> [SHORT TASK 1]
Answer these questions from the art post:
(a) What was fitted over the glass cubes in the Walead Beshty sculptures?
(b) What did the writer assume had stained the wood next to the peephole in the Marcel Dzama piece?
(c) What genuinely surprised the writer in Chelsea?
> [SHORT TASK 2]
Duplicate the art post between "Ten Collage Don'ts" and "like Chelsea 2.0.", inclusive.

> [DOCUMENT]

● ● ●

The Whitney Biennial was curated to showcase the lesser known and the up and coming. It was, coincidentally, awful. There were several exceptions to this rule. Along with a pants poopingly good film by Omer Fast, there was a great series of sculptures by Walead Beshty. Like a glove over an aquarium, multiple Fed Ex boxes were fitted over glass cubes, which were then shipped to the Whitney. The cracking, splintering, and subsequent buckling of the glass cubes chronicled their trek through the shipping system. I feel that these were likely chosen for material reasons. The simplicity and relatively cheap/simple construction of the work played into the idea of new artworks, as if the curator wanted to be positive that those who visited the Whitney knew exactly what they were looking at.

Ten Collage Don'ts and Three Collage Do's! (Day 3)



Chelsea is so hip that even the buildings have gradients applied to them. Chelsea? More like Chelsea 2.0.

Marcel Dzama

If I had the same first name as Ducamp I’d probably make some referential artwork as well. Though I might make it a little more in line with the other work I was showing in the same room. Dzama, who is clearly diorama crazy, went with a series of found objects over his typically fabricated ones to use behind his peepholed door. I thought this was a strange choice, and I have to wonder if it would have been stronger were it a re-interpretation of Duchamp’s piece using the language Dzama has already developed. Beyond this though I would have to say that I liked the piece. I’m not sure of the level of intention behind it, but the wood adjacent to the peephole was stained with what I assumed was disgusting face grease. Fearing acne this made me very careful not to put my eye right up against the door. The idea of this door being a shared experience, one where the imprint of the viewers leaves a physical imprint on the piece is... nice.

Installations

I was genuinely surprised by the amount of installation work in Chelsea. This being very much the opposite of what I would have expected inside of a gallery. Both of these pieces were clearly constructed for the site (or at the very least adapted for the site).



This one is hilarious.

● ● ●

> [DATA ROWS]
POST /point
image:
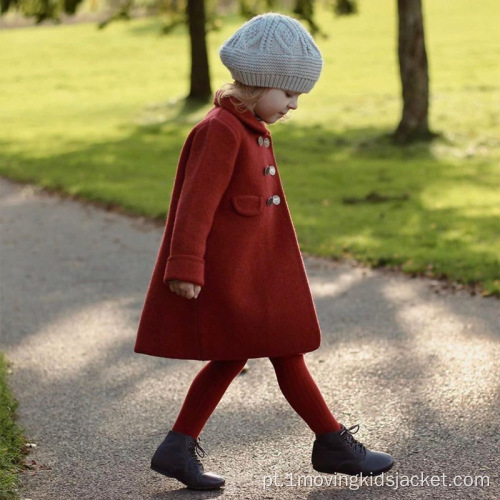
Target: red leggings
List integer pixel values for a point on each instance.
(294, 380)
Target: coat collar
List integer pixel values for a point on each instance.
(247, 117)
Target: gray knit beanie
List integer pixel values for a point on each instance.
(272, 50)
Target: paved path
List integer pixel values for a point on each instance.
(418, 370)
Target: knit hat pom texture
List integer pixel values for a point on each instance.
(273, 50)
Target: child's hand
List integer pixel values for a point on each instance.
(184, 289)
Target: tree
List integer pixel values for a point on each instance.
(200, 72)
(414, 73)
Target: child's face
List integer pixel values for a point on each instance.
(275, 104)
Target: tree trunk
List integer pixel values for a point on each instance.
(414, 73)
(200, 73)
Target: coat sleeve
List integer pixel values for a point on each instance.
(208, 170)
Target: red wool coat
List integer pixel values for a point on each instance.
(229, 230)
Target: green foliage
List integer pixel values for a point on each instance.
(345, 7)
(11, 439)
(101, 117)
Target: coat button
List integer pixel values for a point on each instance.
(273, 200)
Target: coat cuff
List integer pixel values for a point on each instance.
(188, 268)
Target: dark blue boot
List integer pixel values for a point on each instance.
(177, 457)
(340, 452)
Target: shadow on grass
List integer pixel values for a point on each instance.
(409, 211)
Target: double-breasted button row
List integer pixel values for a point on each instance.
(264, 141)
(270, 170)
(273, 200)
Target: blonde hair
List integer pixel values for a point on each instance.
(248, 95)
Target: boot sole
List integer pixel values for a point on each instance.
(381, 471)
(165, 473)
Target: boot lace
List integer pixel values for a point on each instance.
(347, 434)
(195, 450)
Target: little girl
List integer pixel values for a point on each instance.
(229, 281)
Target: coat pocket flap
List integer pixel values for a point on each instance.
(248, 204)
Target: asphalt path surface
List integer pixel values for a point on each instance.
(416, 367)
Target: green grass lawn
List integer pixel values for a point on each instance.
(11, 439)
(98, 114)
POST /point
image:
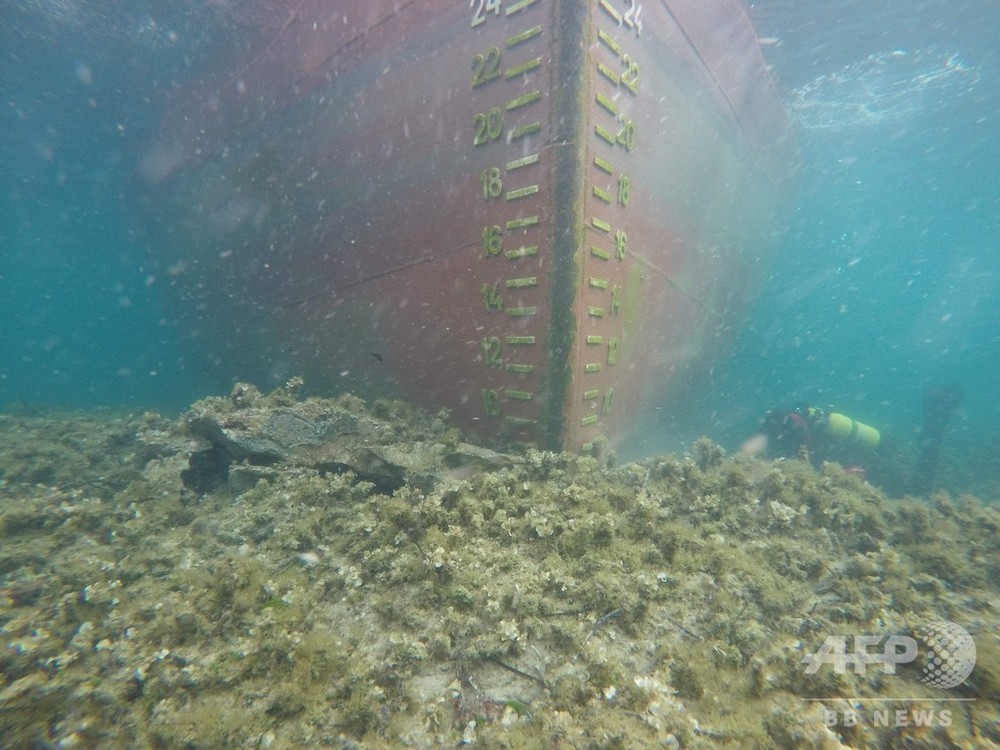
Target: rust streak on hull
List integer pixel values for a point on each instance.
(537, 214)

● ● ●

> [CORRECT OUTPUT 1]
(a) Multiple Fed Ex boxes.
(b) Disgusting face grease.
(c) The amount of installation work.

> [CORRECT OUTPUT 2]
Ten Collage Don'ts and Three Collage Do's! (Day 3)



Chelsea is so hip that even the buildings have gradients applied to them. Chelsea? More like Chelsea 2.0.